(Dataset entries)
____
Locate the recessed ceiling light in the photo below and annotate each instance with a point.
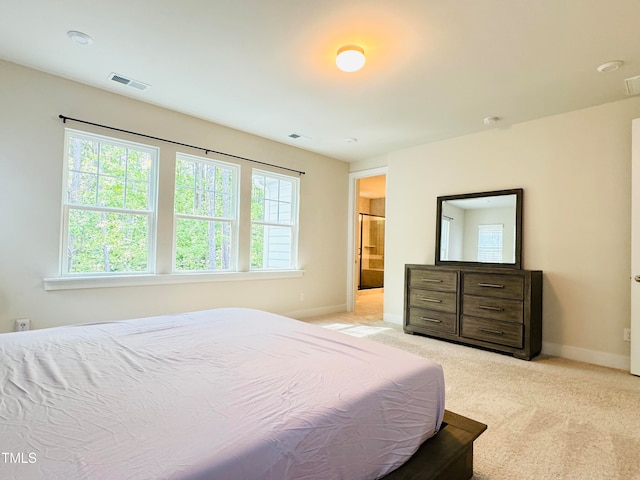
(79, 37)
(610, 66)
(350, 58)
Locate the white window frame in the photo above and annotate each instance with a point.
(293, 225)
(150, 213)
(234, 220)
(487, 255)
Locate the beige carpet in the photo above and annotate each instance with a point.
(549, 418)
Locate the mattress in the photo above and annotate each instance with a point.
(218, 394)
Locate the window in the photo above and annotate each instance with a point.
(109, 206)
(490, 243)
(206, 212)
(274, 221)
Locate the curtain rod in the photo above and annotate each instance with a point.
(205, 150)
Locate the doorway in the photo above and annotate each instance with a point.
(365, 282)
(635, 248)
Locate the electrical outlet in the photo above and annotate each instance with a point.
(22, 325)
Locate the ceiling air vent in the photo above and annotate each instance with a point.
(128, 81)
(632, 85)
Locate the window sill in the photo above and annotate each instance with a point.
(76, 283)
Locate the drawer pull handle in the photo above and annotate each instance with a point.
(432, 300)
(488, 330)
(491, 285)
(489, 307)
(432, 320)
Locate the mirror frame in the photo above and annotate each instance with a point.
(518, 192)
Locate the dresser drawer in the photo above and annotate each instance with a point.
(493, 285)
(493, 307)
(434, 280)
(433, 300)
(502, 333)
(436, 322)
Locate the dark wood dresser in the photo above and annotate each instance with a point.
(494, 308)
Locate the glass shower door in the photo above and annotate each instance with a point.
(371, 251)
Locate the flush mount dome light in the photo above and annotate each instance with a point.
(79, 37)
(610, 66)
(350, 58)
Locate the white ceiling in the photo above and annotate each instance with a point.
(435, 68)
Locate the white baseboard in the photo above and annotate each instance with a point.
(595, 357)
(398, 319)
(312, 312)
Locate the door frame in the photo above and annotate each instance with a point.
(352, 261)
(635, 248)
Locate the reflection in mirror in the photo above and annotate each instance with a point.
(480, 228)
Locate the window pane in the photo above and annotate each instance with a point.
(270, 247)
(257, 198)
(490, 243)
(81, 188)
(100, 242)
(204, 188)
(139, 165)
(110, 192)
(184, 200)
(203, 245)
(137, 195)
(82, 155)
(185, 173)
(112, 160)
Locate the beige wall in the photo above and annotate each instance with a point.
(31, 153)
(575, 171)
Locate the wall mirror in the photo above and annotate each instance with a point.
(483, 229)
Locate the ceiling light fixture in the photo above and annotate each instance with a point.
(350, 58)
(79, 37)
(610, 66)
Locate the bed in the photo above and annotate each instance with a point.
(218, 394)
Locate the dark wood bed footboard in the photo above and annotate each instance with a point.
(447, 455)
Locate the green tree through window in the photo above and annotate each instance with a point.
(205, 214)
(109, 205)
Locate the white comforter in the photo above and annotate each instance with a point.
(220, 394)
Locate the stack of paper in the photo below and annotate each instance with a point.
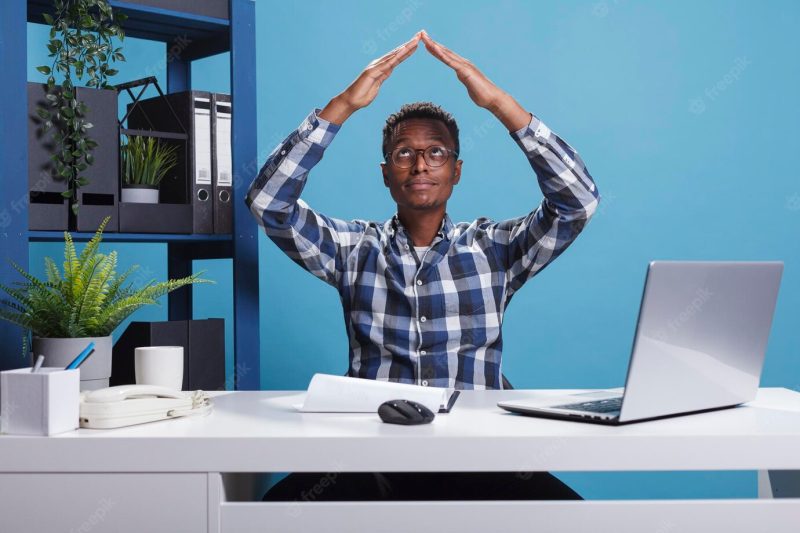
(339, 394)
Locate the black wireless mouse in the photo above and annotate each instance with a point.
(405, 412)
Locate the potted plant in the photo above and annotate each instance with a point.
(82, 304)
(80, 43)
(146, 161)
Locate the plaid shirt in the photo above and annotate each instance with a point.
(433, 320)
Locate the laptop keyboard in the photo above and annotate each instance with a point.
(597, 406)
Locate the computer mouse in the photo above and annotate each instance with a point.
(405, 412)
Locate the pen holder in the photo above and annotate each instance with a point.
(39, 403)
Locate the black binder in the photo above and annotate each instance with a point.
(221, 162)
(194, 111)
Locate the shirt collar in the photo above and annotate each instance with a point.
(393, 226)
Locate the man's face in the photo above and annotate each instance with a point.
(421, 187)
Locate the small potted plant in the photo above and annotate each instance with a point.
(146, 161)
(83, 304)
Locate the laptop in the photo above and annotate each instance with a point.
(699, 345)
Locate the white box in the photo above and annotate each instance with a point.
(41, 403)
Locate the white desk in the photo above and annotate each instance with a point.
(173, 475)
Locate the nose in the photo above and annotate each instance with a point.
(420, 165)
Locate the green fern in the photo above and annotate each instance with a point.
(89, 299)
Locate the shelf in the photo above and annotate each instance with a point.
(193, 36)
(189, 33)
(58, 236)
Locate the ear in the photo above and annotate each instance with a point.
(457, 172)
(385, 171)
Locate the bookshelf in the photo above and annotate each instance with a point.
(202, 36)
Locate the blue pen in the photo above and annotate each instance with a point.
(81, 357)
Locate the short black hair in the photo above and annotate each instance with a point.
(427, 110)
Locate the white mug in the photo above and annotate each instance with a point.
(159, 365)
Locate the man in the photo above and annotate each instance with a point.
(424, 298)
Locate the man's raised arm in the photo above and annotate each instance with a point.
(314, 241)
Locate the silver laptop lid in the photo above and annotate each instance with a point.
(701, 336)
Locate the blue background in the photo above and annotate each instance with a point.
(684, 112)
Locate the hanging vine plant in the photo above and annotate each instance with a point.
(80, 43)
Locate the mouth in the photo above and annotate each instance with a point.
(420, 185)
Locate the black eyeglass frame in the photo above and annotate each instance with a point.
(390, 156)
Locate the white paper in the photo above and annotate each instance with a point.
(340, 394)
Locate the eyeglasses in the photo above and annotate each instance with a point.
(435, 156)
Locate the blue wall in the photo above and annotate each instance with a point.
(684, 112)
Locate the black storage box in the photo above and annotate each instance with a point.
(155, 218)
(48, 210)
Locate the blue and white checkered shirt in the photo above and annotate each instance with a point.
(433, 320)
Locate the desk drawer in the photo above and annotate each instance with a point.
(104, 502)
(235, 514)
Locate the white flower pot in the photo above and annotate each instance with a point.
(140, 195)
(95, 371)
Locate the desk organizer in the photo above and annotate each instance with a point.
(41, 403)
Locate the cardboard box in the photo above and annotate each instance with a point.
(41, 403)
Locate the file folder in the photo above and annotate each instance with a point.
(222, 163)
(194, 183)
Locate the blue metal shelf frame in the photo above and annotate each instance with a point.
(199, 36)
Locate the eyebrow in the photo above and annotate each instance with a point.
(405, 138)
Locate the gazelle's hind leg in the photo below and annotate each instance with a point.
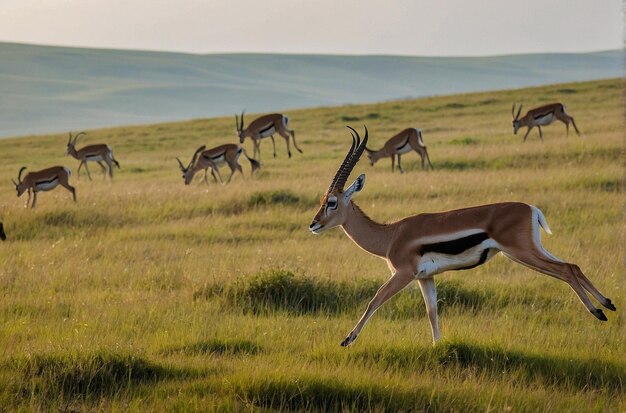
____
» REQUIRED ACTION:
All lines above must be repeated exactly, and the pictures must be omitted.

» WRITTEN REPLY:
Locate the recessed ceiling light in the photo below and annotate each instance with a point.
(79, 37)
(610, 66)
(350, 58)
Locate the white window frame in the photo above and annotate each instance with a point.
(293, 225)
(150, 213)
(234, 220)
(487, 255)
Locate the beige carpet in the photo above and annotate each instance with a point.
(549, 418)
Locate the mattress in the photo above and annotate each instance with a point.
(218, 394)
Locate the window in the photo above and annotate each instance with a point.
(109, 206)
(490, 243)
(206, 212)
(274, 221)
Locate the curtain rod in the photo above and annotate each instance with a point.
(205, 150)
Locate the doorway in the photo above and annotate each instance with a point.
(365, 282)
(635, 248)
Locate the electrical outlet in the photo above and annotate each instance with a point.
(22, 325)
Locate the ceiling air vent in the photo above and annotate each instance with a point.
(128, 81)
(632, 85)
Locate the window sill in the photo above and annotate each instance with a point.
(76, 283)
Locate the drawer pull handle in the photo above and annotate each instance with a point.
(432, 300)
(488, 330)
(491, 285)
(489, 307)
(432, 320)
Locate the mirror frame in the photo above and annotate each instance with a point.
(518, 192)
Locate the dresser drawer in the photo above and annotate each instance with a point.
(493, 285)
(493, 307)
(434, 280)
(433, 300)
(502, 333)
(436, 322)
Locate the dark wood dresser in the photo above and annotate each instance with a point.
(494, 308)
Locate the glass shower door in the photo above and annotate each instance with a point.
(371, 251)
Locate the flush mount dome light in the photo above and annotate each instance with a point.
(79, 37)
(610, 66)
(350, 58)
Locate the white ceiling in the photo above and annotate each instance with a point.
(435, 68)
Locate the white baseboard in the photo above and annotate each instance with a point.
(595, 357)
(398, 319)
(312, 312)
Locate the door frame in the photo above and annotate each instance with a point.
(352, 261)
(635, 248)
Locate the reflection in mirror in the photo above and annotate each instance with a point.
(480, 228)
Locate the window pane in the photo above and annotate each instance with a point.
(270, 247)
(257, 198)
(490, 243)
(81, 188)
(100, 242)
(204, 188)
(139, 165)
(110, 192)
(184, 200)
(203, 245)
(137, 195)
(82, 155)
(185, 173)
(112, 160)
Locate the beige wall in the photo above and annotate each instance with a point.
(31, 153)
(575, 171)
Locate the wall mirror in the photo above and annotate each instance with a point.
(483, 229)
Locate the ceiling light fixture in the photo above and annotate each instance with a point.
(350, 58)
(79, 37)
(610, 66)
Locate the bed in the photo above and annotate each instance with a point.
(218, 394)
Locate the dark wood bed footboard in the photo above and annotate each instance with a point.
(447, 455)
Locate the green tree through window in the photo above and annotate each instance with a point.
(205, 214)
(109, 205)
Locate the white comforter in the photo above and annotate each instance with a point.
(220, 394)
Locate the stack of paper in the photo below and annotate each instance with a point.
(339, 394)
Locate the black wireless mouse in the photo above and annotate each instance with a point.
(405, 412)
Locate the potted plant in the photo above and annotate each instance with a point.
(82, 304)
(80, 43)
(146, 161)
Locate the plaid shirt in the photo above and annotate each instance with a point.
(433, 320)
Locate the laptop keyboard in the photo above and annotate each instance with a point.
(597, 406)
Locate the computer mouse in the photo above and annotate each instance with a point.
(405, 412)
Locate the pen holder in the photo above and annotate each instance with a point.
(39, 403)
Locate the black binder in the photo above and annotate each instance with a point.
(221, 162)
(194, 111)
Locate the shirt collar in the photo above and annotate each instance with a point.
(393, 226)
Locate the man's face in the photo above and annotate each instance with a point.
(421, 187)
Locate the small potted plant in the photo above and annotate each instance with a point.
(146, 161)
(83, 304)
Locate the laptop in the photo above and annotate each instance with a point.
(699, 345)
Locate the white box in the photo above and annotate each instance with a point.
(41, 403)
Locate the white desk in the photo above and annotate each instance with a point.
(173, 475)
Locate the nose in the photo above and annotate each instance with a point.
(420, 165)
Locate the green fern in the photo above and annotate each instance with a point.
(89, 299)
Locate the shelf in the photo above and annotate each instance with a point.
(193, 36)
(189, 33)
(58, 236)
Locate the ear in the photo above and annotate each instance with a point.
(457, 172)
(385, 171)
Locate the bookshelf in the photo above and annotate each instance with a point.
(202, 36)
Locate the blue pen in the photo above and annotate each instance with a point.
(81, 357)
Locate the short black hair in the photo above and annotate each instance with a point.
(427, 110)
Locate the white mug in the photo above and annotate each instance with a point.
(159, 365)
Locate the man in the photo above and annotate each instance with a point.
(424, 298)
Locate the man's raised arm in the photo above and annotate each instance with a point.
(314, 241)
Locate the silver laptop lid in the photo above and annotate each instance with a point.
(701, 336)
Locate the blue background in the photo above and annotate each instance with a point.
(684, 112)
Locate the hanging vine plant in the photo above and annotate each instance with a point.
(80, 43)
Locate the mouth in the photo above and annotate each instance with a point.
(420, 185)
Locate the black eyeglass frame in the photo above and annotate each instance with a point.
(390, 156)
Locate the white paper in the photo above and annotate each instance with a point.
(340, 394)
Locate the eyeglasses in the photo above and annotate each instance with a point.
(435, 156)
Locate the blue wall in the photo above and annotate each instance with a point.
(684, 112)
Locate the black storage box in the photo above and annotate each instance with a point.
(155, 218)
(48, 210)
Locate the blue and white checkered shirt in the photo above and annotate each instance with a point.
(433, 320)
Locate the desk drawer in the photo above and annotate each instance with a point.
(104, 502)
(235, 514)
Locate the white flower pot in the photo above and annotate each instance with a point.
(140, 195)
(95, 371)
Locate the desk organizer in the photo above and annotate each instance with a point.
(41, 403)
Locate the cardboard box in the photo above and annotate each instance with a point.
(41, 403)
Locate the file folder in the photo above and annotate each instance with a point.
(222, 163)
(194, 183)
Locate the blue metal shelf frame in the photo above and annotate each instance with a point.
(199, 36)
Locate the eyebrow in the photo above and annotate each instance with a point.
(405, 138)
Locate the gazelle's hind leg in the photo below and annotate each instance with a point.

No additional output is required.